* **Material provided**:
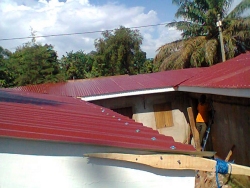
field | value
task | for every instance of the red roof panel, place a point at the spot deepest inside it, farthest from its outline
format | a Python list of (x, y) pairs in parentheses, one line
[(234, 73), (64, 119), (114, 84)]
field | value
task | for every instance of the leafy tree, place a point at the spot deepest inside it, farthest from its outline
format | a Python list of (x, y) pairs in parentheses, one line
[(118, 53), (6, 75), (77, 65), (34, 63), (200, 44)]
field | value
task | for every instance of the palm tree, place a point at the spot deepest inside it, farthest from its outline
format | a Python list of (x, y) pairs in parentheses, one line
[(200, 44)]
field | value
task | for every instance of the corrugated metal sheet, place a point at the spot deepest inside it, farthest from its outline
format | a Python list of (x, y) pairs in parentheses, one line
[(65, 119), (234, 73), (114, 84)]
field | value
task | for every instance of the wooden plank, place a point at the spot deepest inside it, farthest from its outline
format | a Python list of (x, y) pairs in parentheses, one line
[(193, 129), (176, 162), (163, 115), (230, 153)]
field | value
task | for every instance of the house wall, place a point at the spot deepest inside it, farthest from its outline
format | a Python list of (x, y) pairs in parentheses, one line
[(40, 164), (143, 111), (231, 127)]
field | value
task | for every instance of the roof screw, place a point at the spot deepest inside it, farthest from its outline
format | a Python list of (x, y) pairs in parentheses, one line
[(153, 138), (173, 147)]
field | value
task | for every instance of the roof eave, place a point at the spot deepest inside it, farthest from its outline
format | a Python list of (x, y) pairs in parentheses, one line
[(127, 94), (234, 92)]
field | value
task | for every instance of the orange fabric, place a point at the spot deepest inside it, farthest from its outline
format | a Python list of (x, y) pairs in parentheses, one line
[(202, 113)]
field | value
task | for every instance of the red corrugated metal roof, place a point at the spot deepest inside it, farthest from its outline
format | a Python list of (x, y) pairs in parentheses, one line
[(65, 119), (234, 73), (114, 84)]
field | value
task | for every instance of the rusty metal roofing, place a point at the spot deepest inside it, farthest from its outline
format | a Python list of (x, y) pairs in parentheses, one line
[(114, 84), (233, 73), (65, 119)]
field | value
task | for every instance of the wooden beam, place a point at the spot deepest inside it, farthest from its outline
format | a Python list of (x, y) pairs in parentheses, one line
[(230, 153), (193, 129), (169, 161)]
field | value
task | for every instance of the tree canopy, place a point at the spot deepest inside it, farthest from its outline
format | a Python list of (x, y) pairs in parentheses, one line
[(34, 63), (119, 52), (200, 45)]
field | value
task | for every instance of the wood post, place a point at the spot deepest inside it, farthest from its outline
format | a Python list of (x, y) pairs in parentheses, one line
[(193, 129)]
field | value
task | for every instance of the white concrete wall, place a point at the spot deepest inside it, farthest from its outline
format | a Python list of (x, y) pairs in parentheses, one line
[(22, 169), (143, 111)]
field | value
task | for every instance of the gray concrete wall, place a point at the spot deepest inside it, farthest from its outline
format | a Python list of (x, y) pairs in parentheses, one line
[(143, 111)]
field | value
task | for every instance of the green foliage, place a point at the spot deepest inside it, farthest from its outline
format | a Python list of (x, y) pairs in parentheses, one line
[(200, 44), (34, 64), (119, 53), (77, 65), (6, 76)]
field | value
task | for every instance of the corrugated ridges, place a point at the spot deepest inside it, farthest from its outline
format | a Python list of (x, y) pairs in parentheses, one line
[(114, 84), (64, 119)]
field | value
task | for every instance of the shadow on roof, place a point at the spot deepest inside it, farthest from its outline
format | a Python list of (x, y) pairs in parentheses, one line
[(12, 97)]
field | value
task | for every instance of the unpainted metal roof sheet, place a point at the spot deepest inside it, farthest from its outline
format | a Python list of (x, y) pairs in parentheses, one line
[(64, 119), (233, 73), (114, 84)]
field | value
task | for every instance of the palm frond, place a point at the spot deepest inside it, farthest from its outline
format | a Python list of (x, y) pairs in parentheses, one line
[(239, 9), (211, 52)]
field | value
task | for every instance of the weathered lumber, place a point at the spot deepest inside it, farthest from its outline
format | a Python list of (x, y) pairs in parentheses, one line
[(193, 129), (170, 161)]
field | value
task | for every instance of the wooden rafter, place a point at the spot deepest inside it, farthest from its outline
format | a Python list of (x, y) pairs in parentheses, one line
[(171, 161)]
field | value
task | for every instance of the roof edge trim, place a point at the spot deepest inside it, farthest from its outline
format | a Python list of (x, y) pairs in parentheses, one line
[(127, 94), (234, 92)]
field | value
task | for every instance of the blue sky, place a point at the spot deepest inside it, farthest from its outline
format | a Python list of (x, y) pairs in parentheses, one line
[(52, 17)]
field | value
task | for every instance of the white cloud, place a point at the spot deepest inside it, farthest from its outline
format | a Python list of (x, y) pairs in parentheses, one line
[(76, 16)]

* **Task statement**: Rescale everything from the start of the items down to the line containing "[(234, 73), (64, 119), (114, 84)]", reproducing every line, requests included, and nothing beyond that range. Multiply each point coordinate in the answers by 0.2 and round it to a whole number, rounding halves up; keep the requests and their format lines unchanged, and omit the pictures.

* **Response for this exercise**:
field | value
task | for every instance of the red roof panel, place a point at the spot deepest inside it, farthest from its outline
format | a Python list of (x, y) pairs in parentheses, one line
[(47, 15), (13, 24), (23, 17)]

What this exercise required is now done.